_WHAT YOU NEED TO DO_
List every line in the entries below that contains the word "each".

_INPUT RECORDS_
━━━━━━━━━━━━━━━━━━━━

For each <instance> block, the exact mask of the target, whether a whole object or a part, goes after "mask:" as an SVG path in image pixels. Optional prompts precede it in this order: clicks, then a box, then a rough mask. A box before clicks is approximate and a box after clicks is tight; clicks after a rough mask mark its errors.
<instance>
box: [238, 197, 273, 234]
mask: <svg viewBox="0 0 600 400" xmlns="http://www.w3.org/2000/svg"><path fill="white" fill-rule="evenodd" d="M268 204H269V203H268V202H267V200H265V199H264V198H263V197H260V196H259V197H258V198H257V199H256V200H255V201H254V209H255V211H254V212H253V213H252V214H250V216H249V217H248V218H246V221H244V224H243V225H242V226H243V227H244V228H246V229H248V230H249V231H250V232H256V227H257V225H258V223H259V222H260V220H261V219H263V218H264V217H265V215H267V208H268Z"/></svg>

━━━━━━━━━━━━━━━━━━━━

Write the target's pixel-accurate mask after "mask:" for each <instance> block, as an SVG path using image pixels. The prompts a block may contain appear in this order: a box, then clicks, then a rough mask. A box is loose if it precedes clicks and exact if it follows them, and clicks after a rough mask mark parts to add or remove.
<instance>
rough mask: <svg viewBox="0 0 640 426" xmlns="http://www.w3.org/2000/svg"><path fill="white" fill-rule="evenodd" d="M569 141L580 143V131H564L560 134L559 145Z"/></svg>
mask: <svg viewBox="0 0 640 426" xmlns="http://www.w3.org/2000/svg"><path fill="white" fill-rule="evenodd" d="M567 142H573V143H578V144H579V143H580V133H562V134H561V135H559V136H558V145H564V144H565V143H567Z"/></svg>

━━━━━━━━━━━━━━━━━━━━

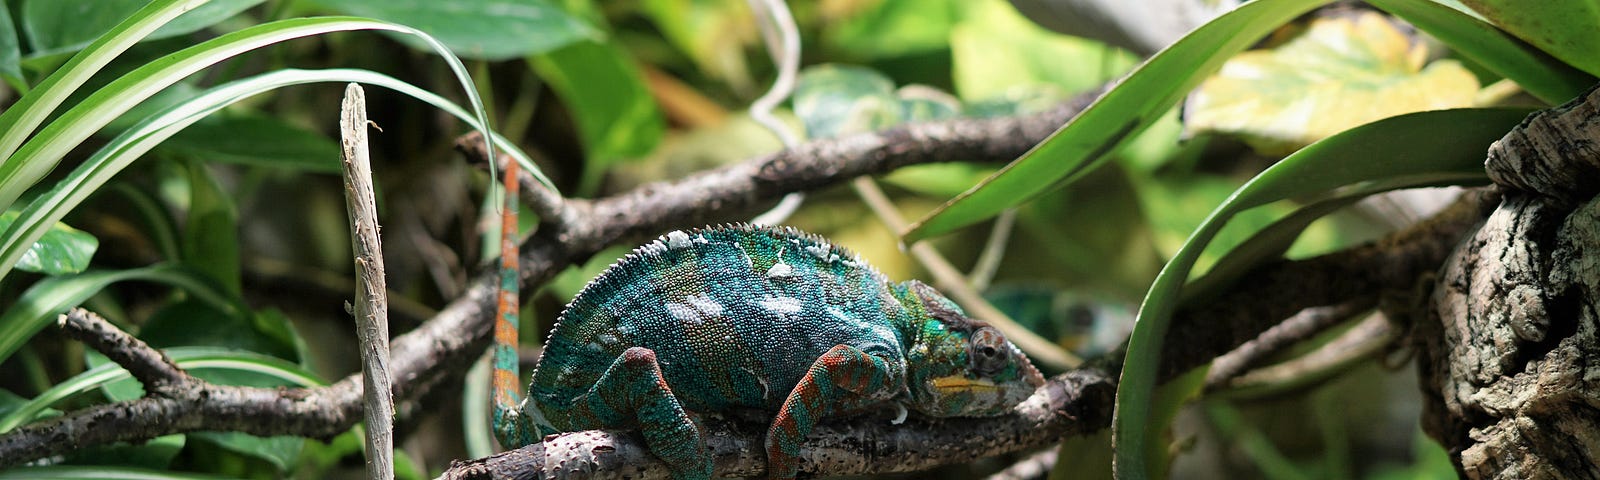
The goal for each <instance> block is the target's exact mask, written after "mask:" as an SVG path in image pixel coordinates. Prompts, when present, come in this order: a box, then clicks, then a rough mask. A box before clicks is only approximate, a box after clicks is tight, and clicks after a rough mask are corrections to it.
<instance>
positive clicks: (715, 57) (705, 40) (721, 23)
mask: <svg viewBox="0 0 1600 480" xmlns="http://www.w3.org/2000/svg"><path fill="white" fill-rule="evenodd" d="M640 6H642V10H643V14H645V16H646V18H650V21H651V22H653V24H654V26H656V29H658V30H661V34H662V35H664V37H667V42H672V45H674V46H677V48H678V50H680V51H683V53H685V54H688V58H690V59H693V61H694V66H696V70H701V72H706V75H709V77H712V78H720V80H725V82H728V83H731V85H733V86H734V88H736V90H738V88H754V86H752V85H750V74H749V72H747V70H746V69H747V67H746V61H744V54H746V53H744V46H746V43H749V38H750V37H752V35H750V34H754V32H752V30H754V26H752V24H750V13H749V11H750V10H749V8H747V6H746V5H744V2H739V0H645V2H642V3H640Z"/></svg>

━━━━━━━━━━━━━━━━━━━━

_SOLUTION FOR THIS EXERCISE_
For each <instance> block, the exact mask of the target, whether a whole object or a part, goes after "mask:" as an SVG path in image pixels. Optional prompts precede it in this order: clicks, then a box, then a rough mask. A box before clicks is approximate and a box after clicks is tight; clicks after a rough mask mark its errors.
Write the target's pixel-accurate mask after "mask:" for each <instance> block, as an SVG path using image pixels. The prompts a block may contain appear in this order: a box, then clicks, then a rough mask. A box is loose if it precedes clicks and exact if it follows them, and clicks after a rough mask mark parts to add or remove.
The goal for each <instance> block is the target's exact mask, written after "mask:" as an SVG path in image pixel coordinates. Prompts, when present, come in this order: a box, then clicks, then a rough mask. A box before clicks is only approximate, a box after clicks is tight, and clicks after a rough mask are corrections to it.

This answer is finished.